» Task instructions
A word-for-word copy of the listing is what's needed; leave out every image.

» Data
.....
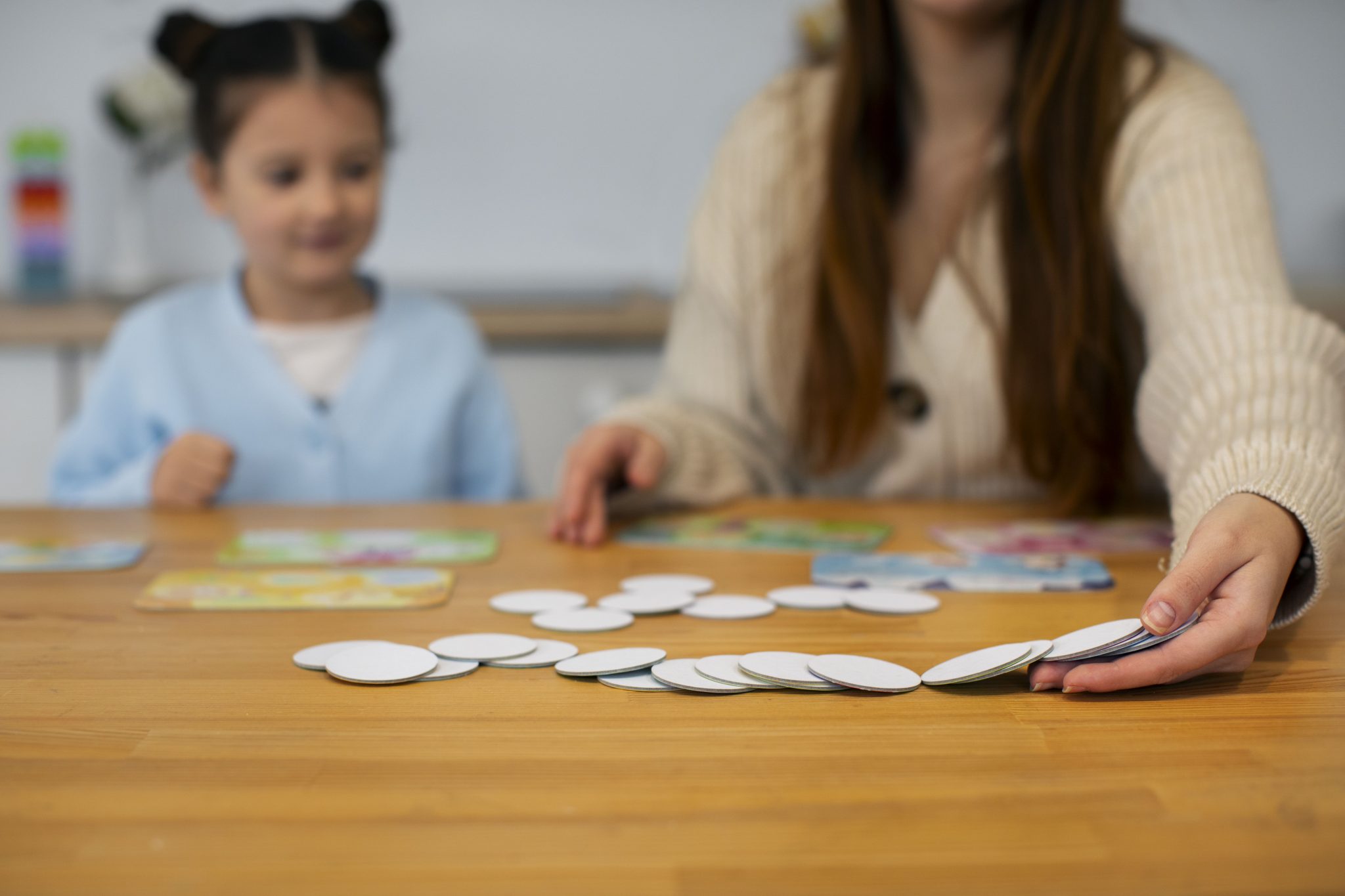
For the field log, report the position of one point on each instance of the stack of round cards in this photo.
(692, 595)
(1095, 643)
(385, 662)
(650, 670)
.....
» Output
For the field log, report the position of one point on each instance of the stack of round cards in this photo.
(692, 595)
(1095, 643)
(385, 662)
(650, 670)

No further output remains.